##### THE RECORDS
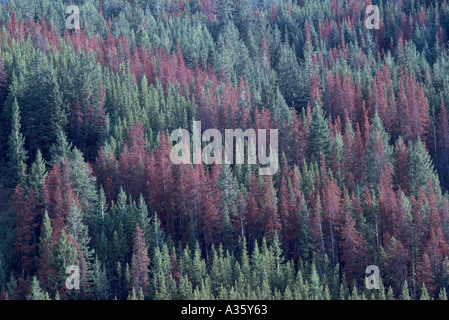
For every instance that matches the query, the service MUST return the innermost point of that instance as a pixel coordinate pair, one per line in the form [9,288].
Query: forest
[86,180]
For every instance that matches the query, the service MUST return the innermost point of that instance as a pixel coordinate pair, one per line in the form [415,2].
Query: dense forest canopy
[86,177]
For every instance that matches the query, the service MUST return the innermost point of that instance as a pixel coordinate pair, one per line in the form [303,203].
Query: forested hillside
[86,178]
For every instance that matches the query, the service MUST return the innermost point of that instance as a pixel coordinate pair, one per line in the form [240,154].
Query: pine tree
[36,293]
[38,173]
[99,285]
[140,264]
[17,154]
[319,138]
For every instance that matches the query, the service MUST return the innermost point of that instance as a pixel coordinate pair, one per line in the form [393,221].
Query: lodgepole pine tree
[140,264]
##########
* **PROBLEM TO SOLVE**
Output nothing but the lines from the one with "the form [240,154]." through the last line above, each exactly as it stands.

* **EXERCISE RESULT**
For every instance that matches the query, the service MUST return the innermost point of that instance as a pixel coordinate pair, one per line in the form [240,154].
Query: pine tree
[36,293]
[38,173]
[99,285]
[140,264]
[17,154]
[319,138]
For every instance that matches the query, the service MUST return the innermost point of that instance as a pixel coordinate pair, one per line in the form [393,221].
Query: lodgepole pine tree
[140,264]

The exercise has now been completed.